Entries taken from a collection:
•••

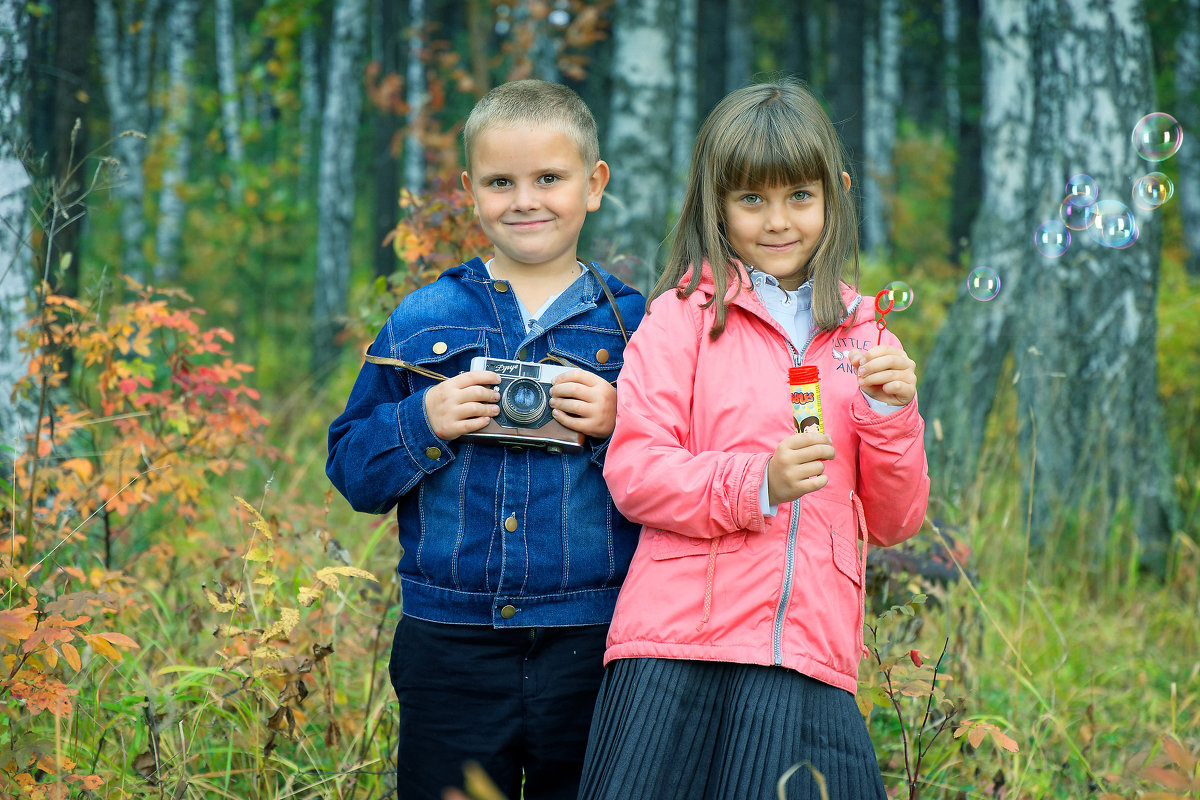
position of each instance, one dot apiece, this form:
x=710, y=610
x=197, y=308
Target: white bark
x=125, y=42
x=335, y=191
x=639, y=139
x=414, y=95
x=1080, y=329
x=227, y=84
x=881, y=71
x=1187, y=91
x=177, y=134
x=683, y=128
x=951, y=36
x=16, y=257
x=310, y=103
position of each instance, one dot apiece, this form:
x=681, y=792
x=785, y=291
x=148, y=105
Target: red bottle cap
x=805, y=374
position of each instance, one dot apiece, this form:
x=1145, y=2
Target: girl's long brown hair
x=761, y=136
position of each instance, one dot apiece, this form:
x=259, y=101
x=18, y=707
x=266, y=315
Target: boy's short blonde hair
x=539, y=103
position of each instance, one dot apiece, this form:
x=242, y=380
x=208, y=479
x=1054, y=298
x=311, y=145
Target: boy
x=513, y=554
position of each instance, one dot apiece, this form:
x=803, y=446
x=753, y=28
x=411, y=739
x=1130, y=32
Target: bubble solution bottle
x=805, y=388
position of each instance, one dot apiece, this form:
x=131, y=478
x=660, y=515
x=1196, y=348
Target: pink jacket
x=696, y=422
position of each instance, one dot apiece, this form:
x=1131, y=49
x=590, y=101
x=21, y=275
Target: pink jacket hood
x=697, y=420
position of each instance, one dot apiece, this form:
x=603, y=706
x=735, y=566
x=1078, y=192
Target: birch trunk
x=125, y=42
x=1080, y=328
x=881, y=70
x=16, y=257
x=634, y=215
x=177, y=136
x=227, y=85
x=335, y=191
x=1187, y=92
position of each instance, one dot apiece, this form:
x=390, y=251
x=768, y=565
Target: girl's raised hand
x=886, y=373
x=798, y=465
x=585, y=402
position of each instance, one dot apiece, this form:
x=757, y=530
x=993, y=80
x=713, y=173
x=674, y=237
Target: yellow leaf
x=72, y=656
x=288, y=619
x=103, y=648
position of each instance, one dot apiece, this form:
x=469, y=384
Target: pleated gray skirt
x=695, y=729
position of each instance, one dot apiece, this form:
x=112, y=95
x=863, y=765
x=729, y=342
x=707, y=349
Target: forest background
x=207, y=209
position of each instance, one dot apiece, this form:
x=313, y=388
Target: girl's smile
x=775, y=229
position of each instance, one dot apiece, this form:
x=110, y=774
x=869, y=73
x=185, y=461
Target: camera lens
x=523, y=401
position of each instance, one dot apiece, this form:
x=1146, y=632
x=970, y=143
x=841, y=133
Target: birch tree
x=634, y=215
x=414, y=97
x=1080, y=329
x=16, y=258
x=125, y=40
x=1187, y=92
x=335, y=190
x=227, y=85
x=177, y=137
x=881, y=95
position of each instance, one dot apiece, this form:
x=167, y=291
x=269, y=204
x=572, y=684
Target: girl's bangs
x=769, y=152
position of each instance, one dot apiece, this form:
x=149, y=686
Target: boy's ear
x=597, y=181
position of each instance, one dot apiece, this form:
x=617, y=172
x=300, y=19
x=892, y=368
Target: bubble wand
x=881, y=323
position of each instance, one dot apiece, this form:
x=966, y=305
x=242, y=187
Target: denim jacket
x=491, y=534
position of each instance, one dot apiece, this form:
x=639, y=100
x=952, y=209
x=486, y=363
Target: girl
x=733, y=653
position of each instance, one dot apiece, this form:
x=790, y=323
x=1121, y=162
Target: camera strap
x=607, y=293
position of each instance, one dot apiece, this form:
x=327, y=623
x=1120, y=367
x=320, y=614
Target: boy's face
x=532, y=193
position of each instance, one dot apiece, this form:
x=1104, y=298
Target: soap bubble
x=1115, y=224
x=1157, y=136
x=1053, y=238
x=899, y=293
x=1075, y=217
x=983, y=283
x=1081, y=190
x=1152, y=191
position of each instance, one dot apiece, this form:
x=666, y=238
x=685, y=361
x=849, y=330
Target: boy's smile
x=532, y=193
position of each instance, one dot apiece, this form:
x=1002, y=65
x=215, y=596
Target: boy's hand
x=462, y=404
x=585, y=402
x=798, y=467
x=886, y=373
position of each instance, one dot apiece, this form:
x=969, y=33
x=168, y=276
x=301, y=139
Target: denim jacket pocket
x=443, y=350
x=591, y=348
x=669, y=545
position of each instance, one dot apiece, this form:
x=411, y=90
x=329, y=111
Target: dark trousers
x=516, y=701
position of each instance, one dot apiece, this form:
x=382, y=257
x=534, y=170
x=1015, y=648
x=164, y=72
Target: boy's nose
x=526, y=197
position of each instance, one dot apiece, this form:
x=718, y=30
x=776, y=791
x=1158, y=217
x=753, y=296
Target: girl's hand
x=462, y=404
x=798, y=467
x=886, y=373
x=585, y=402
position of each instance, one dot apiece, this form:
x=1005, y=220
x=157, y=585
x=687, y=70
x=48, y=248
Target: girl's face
x=775, y=229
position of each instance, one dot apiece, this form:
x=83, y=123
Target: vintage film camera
x=526, y=419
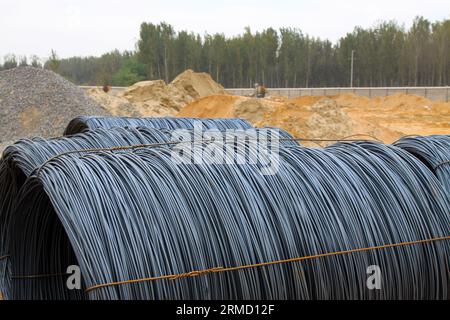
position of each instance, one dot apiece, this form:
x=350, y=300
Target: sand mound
x=216, y=106
x=117, y=106
x=36, y=102
x=156, y=98
x=321, y=120
x=196, y=85
x=391, y=117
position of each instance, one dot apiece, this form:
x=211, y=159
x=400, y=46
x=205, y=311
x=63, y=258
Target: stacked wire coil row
x=134, y=213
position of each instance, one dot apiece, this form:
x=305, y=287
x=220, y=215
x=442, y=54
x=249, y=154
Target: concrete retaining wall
x=432, y=93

•••

(INSTRUCTION): Scale the material from its beginning through the line holding "x=310, y=103", inclusive. Multiply every answer coordinate by 0.45 and round to whole numbers with halves rounded up, keep every other line unchanged, and leave the pictures out.

(COMPLETED EXERCISE):
position of each instance, one dot apiece, this form:
x=710, y=610
x=197, y=308
Target: white bark
x=56, y=19
x=151, y=86
x=288, y=63
x=186, y=43
x=486, y=148
x=102, y=38
x=396, y=32
x=534, y=41
x=80, y=60
x=307, y=58
x=428, y=16
x=7, y=116
x=140, y=46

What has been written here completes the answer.